Indian film actress (1931–2025)

Sandhya Shantaram (née Vijaya Deshmukh; 20 September 1931 – 4 October 2025), known mononymously as Sandhya, was an Indian actress. She is best known for her appearances in various Hindi and Marathi films directed by her husband V. Shantaram, in 1950s-1960s, most notably Jhanak Jhanak Payal Baaje (1955), Do Aankhen Barah Haath (1957), Navrang (1959), Marathi film Pinjra (1972) and Amar Bhoopali (1951).

==Early life and career==
Sandhya was born on 20 September 1931. She was discovered by V. Shantaram when he was seeking new faces to cast for his film Amar Bhoopali (1951). What struck the filmmaker was that she had a good voice, one that strangely resembled that of his second wife, the actress Jayshree. She later married him after Jayshree left him. In 1952, Sandhya debuted as an actress in his Marathi film Amar Bhoopali in the role of a vocalist, the object of poet Honaji Bala's desire. She went on to feature in most of Shantaram's films. In her next film Teen Batti Char Raasta (1953), she played an impoverished girl named Kokila who is considered unattractive because of her dark skin, but who is secretly a radio star with a beautiful singing voice. Like her name, she resembled the black bird koel which sings beautifully. For the role, Sandhya wore dark makeup.

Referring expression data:
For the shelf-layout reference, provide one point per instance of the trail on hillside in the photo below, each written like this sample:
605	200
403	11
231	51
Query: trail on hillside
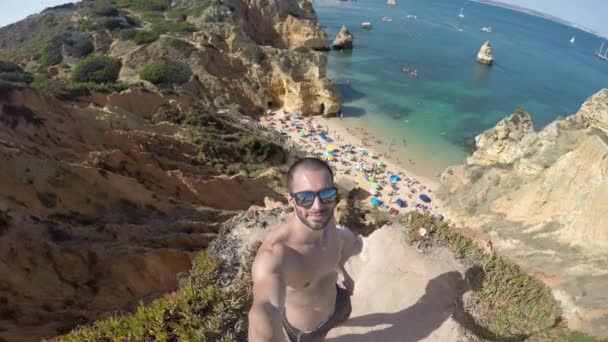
402	294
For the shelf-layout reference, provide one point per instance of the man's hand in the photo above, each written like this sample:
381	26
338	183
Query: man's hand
348	282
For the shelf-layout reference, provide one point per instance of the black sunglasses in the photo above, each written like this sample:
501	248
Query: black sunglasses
307	198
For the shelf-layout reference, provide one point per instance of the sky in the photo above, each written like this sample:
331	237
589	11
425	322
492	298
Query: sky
588	13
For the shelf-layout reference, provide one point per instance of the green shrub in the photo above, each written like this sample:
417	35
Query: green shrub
127	34
97	69
166	72
105	9
198	311
78	44
258	148
46	85
114	23
184	48
51	53
145	37
84	26
8	66
149	5
17	76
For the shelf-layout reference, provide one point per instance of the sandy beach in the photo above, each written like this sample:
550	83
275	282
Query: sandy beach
357	156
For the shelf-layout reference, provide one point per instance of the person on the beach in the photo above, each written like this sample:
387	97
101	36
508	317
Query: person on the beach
295	272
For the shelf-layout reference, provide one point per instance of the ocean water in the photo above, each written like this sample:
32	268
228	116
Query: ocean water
435	116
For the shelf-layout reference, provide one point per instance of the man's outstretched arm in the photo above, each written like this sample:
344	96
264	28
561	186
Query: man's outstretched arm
265	316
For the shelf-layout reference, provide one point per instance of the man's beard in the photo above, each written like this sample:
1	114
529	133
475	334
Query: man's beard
315	225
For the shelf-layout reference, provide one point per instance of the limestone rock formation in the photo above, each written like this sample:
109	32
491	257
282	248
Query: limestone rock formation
484	56
541	197
250	53
100	206
344	39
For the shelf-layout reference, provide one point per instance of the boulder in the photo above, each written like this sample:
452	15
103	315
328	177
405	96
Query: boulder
344	39
485	54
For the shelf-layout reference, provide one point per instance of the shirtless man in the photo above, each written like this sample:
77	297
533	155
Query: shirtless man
295	295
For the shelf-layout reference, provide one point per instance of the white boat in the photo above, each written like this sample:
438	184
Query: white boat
366	25
603	55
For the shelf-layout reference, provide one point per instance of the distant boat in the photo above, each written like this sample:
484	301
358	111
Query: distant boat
603	55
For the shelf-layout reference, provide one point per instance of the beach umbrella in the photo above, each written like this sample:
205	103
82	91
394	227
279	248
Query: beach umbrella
425	198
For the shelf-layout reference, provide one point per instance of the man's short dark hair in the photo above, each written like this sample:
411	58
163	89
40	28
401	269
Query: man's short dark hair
308	164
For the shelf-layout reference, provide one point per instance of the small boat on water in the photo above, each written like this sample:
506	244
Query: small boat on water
366	25
602	55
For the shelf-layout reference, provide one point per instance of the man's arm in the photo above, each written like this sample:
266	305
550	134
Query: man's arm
265	316
351	245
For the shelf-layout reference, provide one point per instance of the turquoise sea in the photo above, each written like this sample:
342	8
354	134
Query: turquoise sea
454	98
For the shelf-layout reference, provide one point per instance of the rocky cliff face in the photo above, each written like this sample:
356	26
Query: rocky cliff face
541	197
255	54
101	205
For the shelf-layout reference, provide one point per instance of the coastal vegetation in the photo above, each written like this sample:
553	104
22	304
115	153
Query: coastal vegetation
199	311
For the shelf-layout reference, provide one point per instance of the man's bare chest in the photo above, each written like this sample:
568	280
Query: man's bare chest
307	266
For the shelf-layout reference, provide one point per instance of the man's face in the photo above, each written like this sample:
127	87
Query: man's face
318	214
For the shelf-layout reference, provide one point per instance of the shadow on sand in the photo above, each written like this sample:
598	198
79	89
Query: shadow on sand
442	300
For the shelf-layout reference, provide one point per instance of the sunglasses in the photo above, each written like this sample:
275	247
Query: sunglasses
307	198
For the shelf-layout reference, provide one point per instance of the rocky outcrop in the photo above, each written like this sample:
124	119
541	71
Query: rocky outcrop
100	207
595	110
541	197
344	39
484	56
246	53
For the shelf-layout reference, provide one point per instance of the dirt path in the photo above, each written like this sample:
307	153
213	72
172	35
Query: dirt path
401	294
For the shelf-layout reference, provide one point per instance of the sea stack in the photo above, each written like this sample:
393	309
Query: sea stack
344	39
485	54
366	25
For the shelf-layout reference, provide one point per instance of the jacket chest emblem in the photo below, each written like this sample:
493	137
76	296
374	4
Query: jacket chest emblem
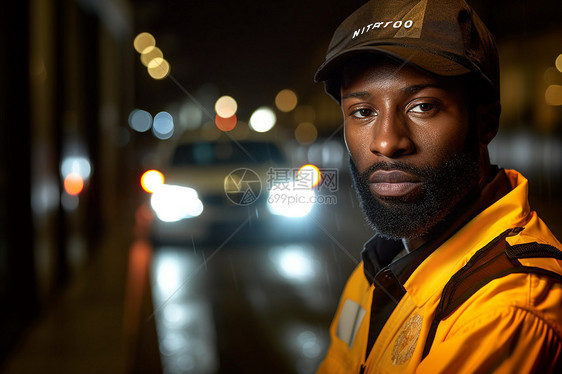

> **What this task involves**
Copy out the entire passage on Sandhya Shantaram word for word.

> **Result**
Indian film actress (1931–2025)

Sandhya Shantaram (née Vijaya Deshmukh; 20 September 1931 – 4 October 2025), known mononymously as Sandhya, was an Indian actress. She is best known for her appearances in various Hindi and Marathi films directed by her husband V. Shantaram, in 1950s-1960s, most notably Jhanak Jhanak Payal Baaje (1955), Do Aankhen Barah Haath (1957), Navrang (1959), Marathi film Pinjra (1972) and Amar Bhoopali (1951).

==Early life and career==
Sandhya was born on 20 September 1931. She was discovered by V. Shantaram when he was seeking new faces to cast for his film Amar Bhoopali (1951). What struck the filmmaker was that she had a good voice, one that strangely resembled that of his second wife, the actress Jayshree. She later married him after Jayshree left him. In 1952, Sandhya debuted as an actress in his Marathi film Amar Bhoopali in the role of a vocalist, the object of poet Honaji Bala's desire. She went on to feature in most of Shantaram's films. In her next film Teen Batti Char Raasta (1953), she played an impoverished girl named Kokila who is considered unattractive because of her dark skin, but who is secretly a radio star with a beautiful singing voice. Like her name, she resembled the black bird koel which sings beautifully. For the role, Sandhya wore dark makeup.